TRECHO CITADO:
Depois vêm as instituições, Congresso, Judiciário, Ministério Público, imprensa, associações e sindicatos representativos e agora, mais recentemente, as mobilizações de massas feitas pelo WhatsApp.
Ou seriam as mobilizações fatores de instabilidade? Claro que não! Elas representam antes de mais nada o sentimento popular.
Mas a principal ferramenta de uma democracia são os partidos políticos e sua vitalidade.
E aí, convenhamos, vamos entender por que é tão difícil governar o Brasil.
A razão dessa dificuldade é a ausência de regras e autonomia dos partidos políticos.
Não há debate interno e na grande maioria dos partidos não há sequer eleições para escolha dos dirigentes.
A cada episódio mudam-se as regras e os políticos inventam desculpas para mudar de partido.

Linhas de um conjunto de dados de apontamento:
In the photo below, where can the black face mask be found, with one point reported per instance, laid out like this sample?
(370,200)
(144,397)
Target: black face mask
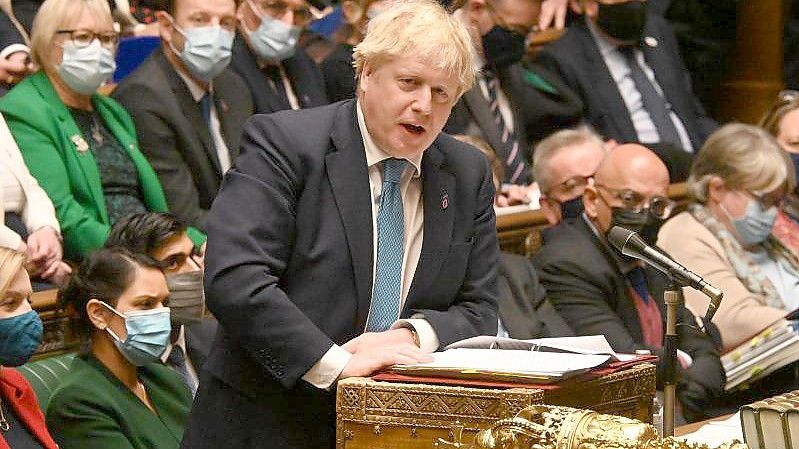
(571,209)
(623,21)
(502,47)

TAREFAS ESCRITAS:
a) Redigite o trecho do texto sobre os partidos políticos de "Ou seriam as" a "governar o Brasil.".
b) De acordo com o texto sobre os partidos políticos, qual é a principal ferramenta de uma democracia?
c) Dê prosseguimento ao texto sobre os partidos políticos a partir do ponto em que ele termina.
Os registros não guardam relação alguma com o texto sobre os partidos políticos.

RESPOSTAS ÀS TAREFAS:
a)
Ou seriam as mobilizações fatores de instabilidade? Claro que não! Elas representam antes de mais nada o sentimento popular.
Mas a principal ferramenta de uma democracia são os partidos políticos e sua vitalidade.
E aí, convenhamos, vamos entender por que é tão difícil governar o Brasil.

b) Os partidos políticos e sua vitalidade.

c)
É verdade que a construção de uma democracia não se consegue em poucos anos; talvez sejam necessárias décadas e várias gerações para que haja, de fato, mudança de hábitos e costumes.
É um aprendizado que precisamos, ou viveremos eternamente com partidos que servem apenas para eleger candidatos e depois serem descartados.
O que está acontecendo no Brasil agora é um caso para ser entendido daqui a dez ou 20 anos.
Jair Bolsonaro não confia no partido que o elegeu e deve ter suas razões.
Também não confia em nenhum dos demais partidos que já existem, aproximadamente 40.
Nosso presidente está convocando os seus aliados, e aí imagino que ele convoca os aliados da base que o apoiaram e não os políticos, para formar um novo partido.
Se quisesse políticos era fácil. Faria um chamamento no Congresso e logo 50 ou 60 deputados o acompanhariam para a nova legenda em troca das benesses do poder.
Mas pelo jeito o presidente não quer partidos no Congresso, ele quer um partido formado por cidadãos comuns, que vão às ruas manifestar e reivindicar.
E essa pressão do povo na rua liderado pelo presidente, organizado num partido político, é que deverá agir e motivar os deputados de outros partidos a votar os projetos que pretende, para mudar o Brasil.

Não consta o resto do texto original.